# Start of DATA SECTION

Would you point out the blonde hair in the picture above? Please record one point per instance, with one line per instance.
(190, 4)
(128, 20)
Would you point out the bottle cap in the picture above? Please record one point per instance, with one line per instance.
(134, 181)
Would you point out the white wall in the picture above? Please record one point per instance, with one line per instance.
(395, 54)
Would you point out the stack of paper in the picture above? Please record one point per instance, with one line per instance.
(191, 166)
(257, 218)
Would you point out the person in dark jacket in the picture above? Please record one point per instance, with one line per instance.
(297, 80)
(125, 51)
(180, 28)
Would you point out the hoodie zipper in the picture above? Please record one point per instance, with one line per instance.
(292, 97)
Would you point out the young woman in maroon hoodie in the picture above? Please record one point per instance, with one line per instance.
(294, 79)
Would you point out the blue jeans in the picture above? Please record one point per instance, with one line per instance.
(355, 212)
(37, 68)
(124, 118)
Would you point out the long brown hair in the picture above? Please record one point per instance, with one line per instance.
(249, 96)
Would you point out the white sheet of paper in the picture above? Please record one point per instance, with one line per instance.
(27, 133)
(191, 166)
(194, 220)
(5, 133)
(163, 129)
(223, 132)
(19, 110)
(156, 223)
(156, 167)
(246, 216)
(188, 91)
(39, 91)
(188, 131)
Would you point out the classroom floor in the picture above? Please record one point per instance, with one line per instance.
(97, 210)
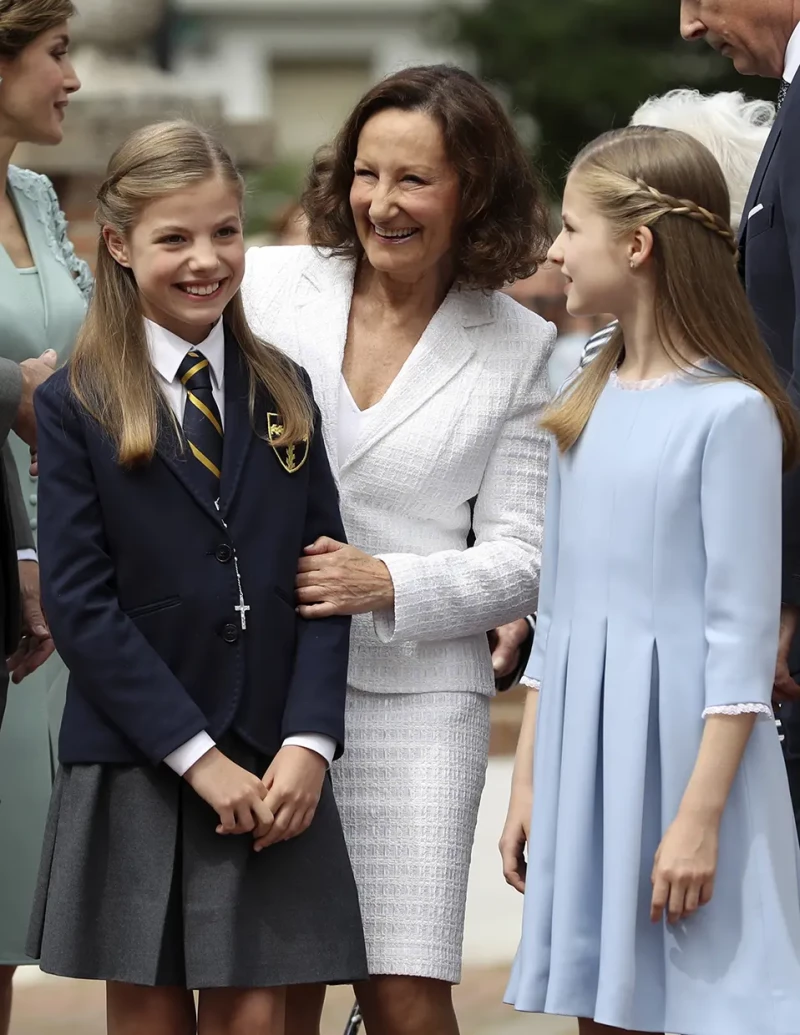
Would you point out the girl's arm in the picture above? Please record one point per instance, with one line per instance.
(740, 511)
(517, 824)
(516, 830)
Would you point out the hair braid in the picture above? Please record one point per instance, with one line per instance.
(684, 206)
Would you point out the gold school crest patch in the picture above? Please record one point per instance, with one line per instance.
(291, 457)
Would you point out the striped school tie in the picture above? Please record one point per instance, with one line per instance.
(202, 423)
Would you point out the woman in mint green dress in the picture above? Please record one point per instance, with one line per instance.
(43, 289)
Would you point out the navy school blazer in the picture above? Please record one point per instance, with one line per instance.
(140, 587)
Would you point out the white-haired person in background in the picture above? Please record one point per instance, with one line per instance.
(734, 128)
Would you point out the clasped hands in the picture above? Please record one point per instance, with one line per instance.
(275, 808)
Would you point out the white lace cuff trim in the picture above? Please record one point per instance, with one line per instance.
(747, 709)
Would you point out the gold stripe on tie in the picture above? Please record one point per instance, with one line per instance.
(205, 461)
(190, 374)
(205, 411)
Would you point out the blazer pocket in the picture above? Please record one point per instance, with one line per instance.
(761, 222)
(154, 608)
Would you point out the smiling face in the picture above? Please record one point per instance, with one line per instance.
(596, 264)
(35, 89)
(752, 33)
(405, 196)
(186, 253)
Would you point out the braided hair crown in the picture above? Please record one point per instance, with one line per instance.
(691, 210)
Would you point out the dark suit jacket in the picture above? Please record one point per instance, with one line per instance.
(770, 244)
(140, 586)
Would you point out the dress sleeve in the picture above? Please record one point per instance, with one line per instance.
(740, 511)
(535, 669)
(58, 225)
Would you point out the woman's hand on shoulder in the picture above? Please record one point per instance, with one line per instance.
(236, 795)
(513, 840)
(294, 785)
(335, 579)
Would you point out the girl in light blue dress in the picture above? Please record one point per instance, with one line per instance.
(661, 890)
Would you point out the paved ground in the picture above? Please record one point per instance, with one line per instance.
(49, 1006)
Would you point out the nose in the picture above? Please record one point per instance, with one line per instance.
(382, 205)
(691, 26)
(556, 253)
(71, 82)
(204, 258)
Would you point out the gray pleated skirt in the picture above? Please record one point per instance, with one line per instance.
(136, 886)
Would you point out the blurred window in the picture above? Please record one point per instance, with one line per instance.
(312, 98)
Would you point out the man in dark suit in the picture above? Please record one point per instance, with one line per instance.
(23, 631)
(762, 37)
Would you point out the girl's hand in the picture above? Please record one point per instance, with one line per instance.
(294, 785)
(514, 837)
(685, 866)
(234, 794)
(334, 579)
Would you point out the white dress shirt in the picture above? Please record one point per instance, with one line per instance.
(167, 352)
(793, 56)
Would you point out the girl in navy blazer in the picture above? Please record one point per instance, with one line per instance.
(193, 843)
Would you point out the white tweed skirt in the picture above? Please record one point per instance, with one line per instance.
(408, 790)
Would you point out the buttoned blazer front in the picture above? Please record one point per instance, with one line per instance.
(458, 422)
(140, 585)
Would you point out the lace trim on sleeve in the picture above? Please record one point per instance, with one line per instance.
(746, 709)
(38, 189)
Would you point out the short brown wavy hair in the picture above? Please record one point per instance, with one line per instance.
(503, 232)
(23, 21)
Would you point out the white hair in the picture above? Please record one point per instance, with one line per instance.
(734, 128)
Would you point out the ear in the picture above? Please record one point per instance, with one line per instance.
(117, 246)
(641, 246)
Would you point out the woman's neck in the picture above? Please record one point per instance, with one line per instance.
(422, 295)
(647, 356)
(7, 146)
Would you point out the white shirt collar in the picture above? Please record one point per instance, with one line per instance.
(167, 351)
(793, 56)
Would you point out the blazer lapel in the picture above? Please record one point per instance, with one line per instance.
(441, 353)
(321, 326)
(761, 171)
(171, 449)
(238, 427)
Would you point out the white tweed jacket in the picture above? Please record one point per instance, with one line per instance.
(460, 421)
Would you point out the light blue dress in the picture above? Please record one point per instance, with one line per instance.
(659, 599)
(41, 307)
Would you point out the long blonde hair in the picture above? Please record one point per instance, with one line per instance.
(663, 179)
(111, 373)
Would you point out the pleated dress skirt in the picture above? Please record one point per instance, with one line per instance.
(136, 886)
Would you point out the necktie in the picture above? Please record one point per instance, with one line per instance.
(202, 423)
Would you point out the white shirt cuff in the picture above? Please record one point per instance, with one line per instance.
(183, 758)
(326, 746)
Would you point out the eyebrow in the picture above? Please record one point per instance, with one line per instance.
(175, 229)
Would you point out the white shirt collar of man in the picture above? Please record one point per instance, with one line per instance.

# End of DATA SECTION

WHAT IS EXPECTED:
Quote the full listing above word for word; exclude every picture from the copy.

RESPONSE:
Would you point out the blonde hair in the picture above? Please record one point per instance, with one line per instance.
(190, 4)
(128, 20)
Would you point out the bottle cap in the picture above? Please record one point per instance, with one line per instance.
(134, 181)
Would you point out the white wall in the picture above? Please record one point per instance, with one line per instance.
(395, 54)
Would you point out the stack of paper in the picture above? Please record one point per instance, with one line per instance.
(191, 166)
(257, 218)
Would you point out the person in dark jacket in the picture above? Please record one point per instance, with one line per instance.
(297, 80)
(125, 51)
(180, 28)
Would you point out the hoodie zipper in the picture above? Please record one point per instance, with one line per instance.
(292, 97)
Would you point out the young woman in maroon hoodie in the picture above? Please record one point per instance, with one line per instance.
(294, 79)
Would you point out the blue jeans in the picture above? Please record one point per instance, with one line per instance.
(355, 212)
(37, 68)
(124, 118)
Would you point out the long brown hair in the picture above? Please record one point per instance, with one line per instance.
(249, 96)
Would you point out the white sheet of paper in the picture above? Please record one point per instance, with one line per instance.
(27, 133)
(191, 166)
(194, 220)
(5, 133)
(163, 129)
(223, 132)
(19, 110)
(156, 223)
(156, 167)
(246, 216)
(188, 91)
(39, 91)
(188, 131)
Would you point out the classroom floor in the picture above? Please record one point per instance, with one line per instance.
(97, 210)
Would you point out the girl's arm in the picture above? Please record one point per instance, with one line per instance.
(740, 511)
(517, 824)
(516, 830)
Would you point out the hair braid in the picture above? Please record one point per instance, with one line per instance.
(684, 206)
Would you point out the gold school crest patch in the picture above? Please record one point per instance, with one line per instance.
(291, 457)
Would you point out the striped school tie in the picture above? Please record one point per instance, with one line per instance.
(202, 423)
Would you point out the woman in mint green dress in the picture above? Please record one point per instance, with one line per instance.
(43, 289)
Would you point out the navy school blazer in the picture above? Please record one point per instance, with one line per instance.
(140, 587)
Would you point out the white-haired person in background in the picture above? Please record one point per instance, with one line per instance.
(734, 128)
Would you point out the clasped hands in the picture above? Please record one point per instance, with one line per instance.
(275, 808)
Would you point out the white lace cuff trim in the picture above? Please record one point per instance, with one line per instance.
(747, 709)
Would you point out the gold stripe on tie in the picture above? Please record one point per instance, with one line per instance.
(205, 461)
(190, 374)
(205, 411)
Would you point out the blazer pocket in the picture above? Please record one point per instance, with one line per instance.
(761, 222)
(154, 608)
Would you point out the smiling face in the picture above? Please record one point per instance, with one line per instance.
(596, 264)
(35, 89)
(752, 33)
(405, 196)
(186, 253)
Would you point out the braided hair crown in the picture above? Please record one point per instance, with one line per instance.
(691, 210)
Would you point out the dark suit jacket in the picture above? Please record one point per instance, with one line per instance.
(770, 244)
(140, 586)
Would you point out the dress sleeve in the picture above? Please record one point per instance, with one line per instance.
(740, 511)
(535, 669)
(58, 225)
Would you point out the woman's hand on shoulder in the picture above? Please record one point per instance, with one line per instance.
(236, 795)
(513, 840)
(294, 785)
(335, 579)
Would you point out the girl in light blue dress in the picture above? Please record one point per instance, with one line per instance.
(661, 890)
Would you point out the paved ground in the picture above? Please record one point per instance, with one line per instance.
(49, 1006)
Would you point out the nose in the picture above? Please record one point per instance, with one line per instance.
(382, 205)
(691, 26)
(556, 253)
(71, 82)
(204, 258)
Would you point out the gray pleated skirt in the picture above? Please record one point per instance, with one line per instance.
(136, 886)
Would you point out the blurred window in the picture above? Please record one point per instance, with one line per instance.
(312, 98)
Would you point out the man in dark suit in the picture above? Please record one point per instance, with one line per instance.
(23, 631)
(762, 37)
Would you point out the girl's hand in the picture above? Please record one point per instance, with one line per instance.
(294, 785)
(514, 837)
(685, 866)
(234, 794)
(334, 579)
Would you point out the white dress shirt in the picture above? Please record one point per instance, with one line per instance.
(167, 352)
(793, 56)
Would you point out the girl in navy blazer in the picture above? Please record one point per instance, with one line per instance.
(193, 843)
Would you point out the white tweed skirt in the picture above? Please record one point per instance, with one line per instance.
(408, 790)
Would you point out the buttoned blazer front in the picture above? Please record one point per instance, with one line per instance.
(458, 422)
(140, 585)
Would you point out the lace trim on sleeve in the picture above? Please record one point per instance, with one line per instance.
(746, 709)
(38, 189)
Would you point out the short brown wavy hair in the picture above? Please record one point per instance, with one line per instance.
(503, 232)
(23, 21)
Would you point out the white hair in the picture above? Please record one point per instance, with one line per instance.
(734, 128)
Would you point out the ear in the picture above? Please record one point per instance, with one line per instance.
(117, 246)
(641, 246)
Would you point out the woman's neck in the picture above? Please record one point per instance, with one line per instance.
(422, 295)
(647, 356)
(7, 146)
Would you point out the white shirt collar in the picture above? Please record one point per instance, with one line per instance.
(167, 351)
(793, 56)
Would you point out the blazer lapel in the picture above? Please record one point per instance, with one line per instance.
(441, 353)
(321, 326)
(761, 171)
(171, 449)
(238, 427)
Would you point out the white tweed jacket in the picture above? Please record one point per instance, with one line per instance.
(460, 421)
Would you point out the light blue dress in the picture above? Please record one point per instance, with one line per instance.
(659, 599)
(41, 307)
Would you point out the long blonde hair in the picture above? Please record one point per instance, with one line per instance.
(663, 179)
(111, 373)
Would you point out the pleated dress skirt in the picture above? Please record one point per instance, with one line per instance.
(136, 886)
Would you point out the necktie in the picture above? Please record one point per instance, with one line per instance.
(202, 423)
Would you point out the white shirt cuff in the picture above? Please record one point per instance, with one line per instance.
(183, 758)
(326, 746)
Would you point out the eyebrow in the picture above? Please record one point per instance, with one line per instance.
(175, 229)
Would you point out the white shirt collar of man in the picture above? Please record one point per instance, with one line per instance.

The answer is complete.